● **Items**:
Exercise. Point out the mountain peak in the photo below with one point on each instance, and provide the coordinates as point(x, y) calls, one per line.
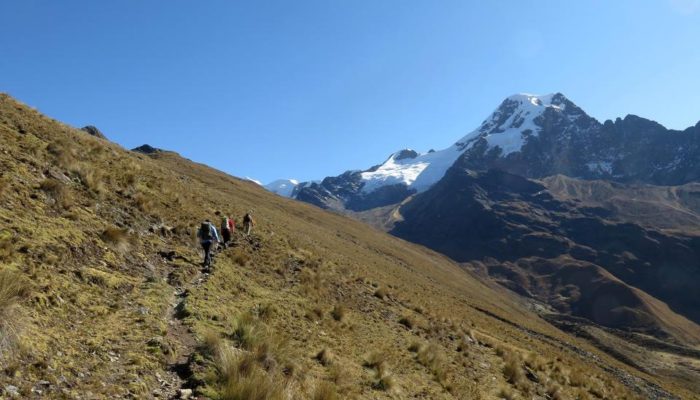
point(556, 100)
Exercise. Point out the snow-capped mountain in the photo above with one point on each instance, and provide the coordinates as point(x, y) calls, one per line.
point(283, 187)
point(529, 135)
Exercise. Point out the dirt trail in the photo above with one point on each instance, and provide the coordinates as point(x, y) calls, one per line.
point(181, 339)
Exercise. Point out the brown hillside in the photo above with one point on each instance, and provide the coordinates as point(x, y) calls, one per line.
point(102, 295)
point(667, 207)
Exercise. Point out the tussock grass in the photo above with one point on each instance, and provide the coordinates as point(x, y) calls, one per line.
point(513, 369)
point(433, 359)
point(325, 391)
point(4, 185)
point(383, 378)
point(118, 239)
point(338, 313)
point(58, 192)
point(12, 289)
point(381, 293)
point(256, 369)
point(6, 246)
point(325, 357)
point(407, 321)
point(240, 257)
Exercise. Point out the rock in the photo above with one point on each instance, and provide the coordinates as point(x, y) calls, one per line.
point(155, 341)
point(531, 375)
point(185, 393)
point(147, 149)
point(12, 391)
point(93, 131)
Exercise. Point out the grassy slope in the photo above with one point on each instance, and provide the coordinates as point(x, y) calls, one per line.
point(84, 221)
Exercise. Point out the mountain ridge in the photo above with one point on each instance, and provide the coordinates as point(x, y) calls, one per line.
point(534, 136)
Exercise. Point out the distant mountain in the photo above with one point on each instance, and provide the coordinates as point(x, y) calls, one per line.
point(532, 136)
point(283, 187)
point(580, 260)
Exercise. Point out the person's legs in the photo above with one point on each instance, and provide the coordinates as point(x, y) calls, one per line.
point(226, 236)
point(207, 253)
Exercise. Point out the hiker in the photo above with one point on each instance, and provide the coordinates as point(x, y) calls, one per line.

--

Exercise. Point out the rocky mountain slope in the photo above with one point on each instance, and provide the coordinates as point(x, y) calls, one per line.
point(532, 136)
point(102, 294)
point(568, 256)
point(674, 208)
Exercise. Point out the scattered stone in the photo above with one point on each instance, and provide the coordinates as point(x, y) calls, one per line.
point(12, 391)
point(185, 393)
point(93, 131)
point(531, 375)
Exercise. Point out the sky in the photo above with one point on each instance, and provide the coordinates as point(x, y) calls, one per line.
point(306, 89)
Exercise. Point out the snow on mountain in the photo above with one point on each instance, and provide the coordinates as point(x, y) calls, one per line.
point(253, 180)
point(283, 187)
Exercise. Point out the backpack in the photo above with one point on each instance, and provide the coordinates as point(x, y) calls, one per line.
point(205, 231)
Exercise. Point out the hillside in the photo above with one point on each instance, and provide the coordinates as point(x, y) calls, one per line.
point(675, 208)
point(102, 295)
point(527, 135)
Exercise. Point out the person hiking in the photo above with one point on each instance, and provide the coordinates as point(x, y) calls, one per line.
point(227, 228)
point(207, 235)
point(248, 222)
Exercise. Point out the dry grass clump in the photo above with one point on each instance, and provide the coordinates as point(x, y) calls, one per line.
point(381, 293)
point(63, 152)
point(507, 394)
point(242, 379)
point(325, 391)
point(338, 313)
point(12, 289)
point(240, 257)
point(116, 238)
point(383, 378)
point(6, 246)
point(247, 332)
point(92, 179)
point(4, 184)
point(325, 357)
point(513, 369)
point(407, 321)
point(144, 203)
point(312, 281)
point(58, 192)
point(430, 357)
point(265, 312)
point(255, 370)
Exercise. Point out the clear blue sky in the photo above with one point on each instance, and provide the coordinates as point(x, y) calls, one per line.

● **Written request**:
Reproduce verbatim everything from the line containing "Exercise. Point out the mountain peak" down to the line containing "point(181, 339)", including both of those lines. Omit the pictures from your reply.

● **Response to the exercise**:
Exercise. Point out the mountain peak in the photo below with one point on each instance, and provide the coordinates as point(x, y) calls, one per line.
point(556, 100)
Exercise. Point out the snow-capped mountain in the photo above with one point on each instance, and provide the coordinates as point(x, y) calls, one per line.
point(283, 187)
point(529, 135)
Exercise. Point out the dirt trail in the photo above with one point on each instance, and provide the coordinates as point(x, y) calls, one per line.
point(181, 339)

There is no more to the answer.